▶ JOB
How many of the lines below contain the word "dark", with case counting? Reply with the number alone.

▶ MATERIAL FOR THIS EXERCISE
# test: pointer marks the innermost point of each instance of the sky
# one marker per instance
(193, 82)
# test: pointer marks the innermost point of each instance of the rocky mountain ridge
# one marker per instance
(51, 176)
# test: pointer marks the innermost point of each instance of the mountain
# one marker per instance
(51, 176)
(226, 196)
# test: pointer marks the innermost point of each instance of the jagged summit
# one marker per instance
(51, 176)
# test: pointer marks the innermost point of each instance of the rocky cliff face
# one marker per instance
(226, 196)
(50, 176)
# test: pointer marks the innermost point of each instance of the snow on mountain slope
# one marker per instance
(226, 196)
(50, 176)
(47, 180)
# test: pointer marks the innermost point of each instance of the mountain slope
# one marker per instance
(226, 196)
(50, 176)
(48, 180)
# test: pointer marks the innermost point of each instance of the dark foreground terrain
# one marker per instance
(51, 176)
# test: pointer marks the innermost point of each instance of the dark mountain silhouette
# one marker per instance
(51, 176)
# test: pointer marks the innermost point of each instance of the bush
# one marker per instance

* * *

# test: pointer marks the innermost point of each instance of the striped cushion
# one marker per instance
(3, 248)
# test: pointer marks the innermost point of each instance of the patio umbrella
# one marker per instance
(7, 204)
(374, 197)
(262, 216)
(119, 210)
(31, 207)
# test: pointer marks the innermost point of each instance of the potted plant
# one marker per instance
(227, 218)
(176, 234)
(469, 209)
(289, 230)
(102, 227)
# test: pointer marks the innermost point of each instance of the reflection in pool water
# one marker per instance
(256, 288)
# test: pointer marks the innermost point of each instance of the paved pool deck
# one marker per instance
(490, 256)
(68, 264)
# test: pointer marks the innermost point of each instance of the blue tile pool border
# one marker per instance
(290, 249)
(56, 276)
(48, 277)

--

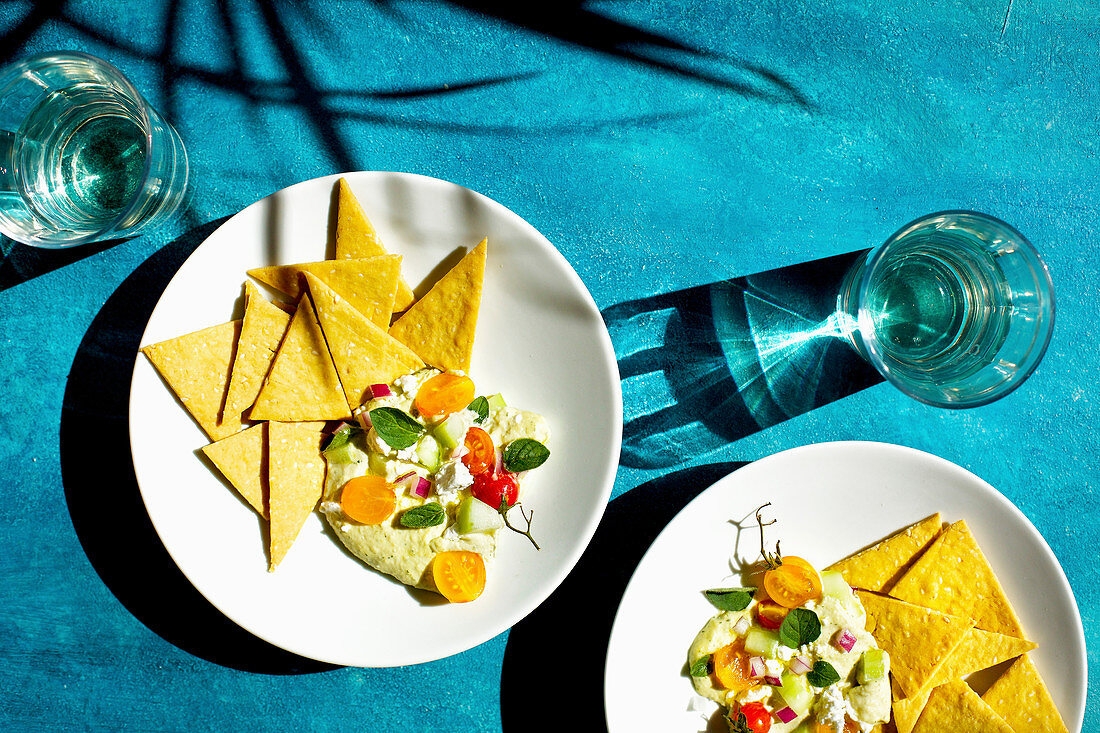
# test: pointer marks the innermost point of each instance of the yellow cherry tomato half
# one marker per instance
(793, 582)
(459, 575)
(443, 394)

▶ TASK RESPONSE
2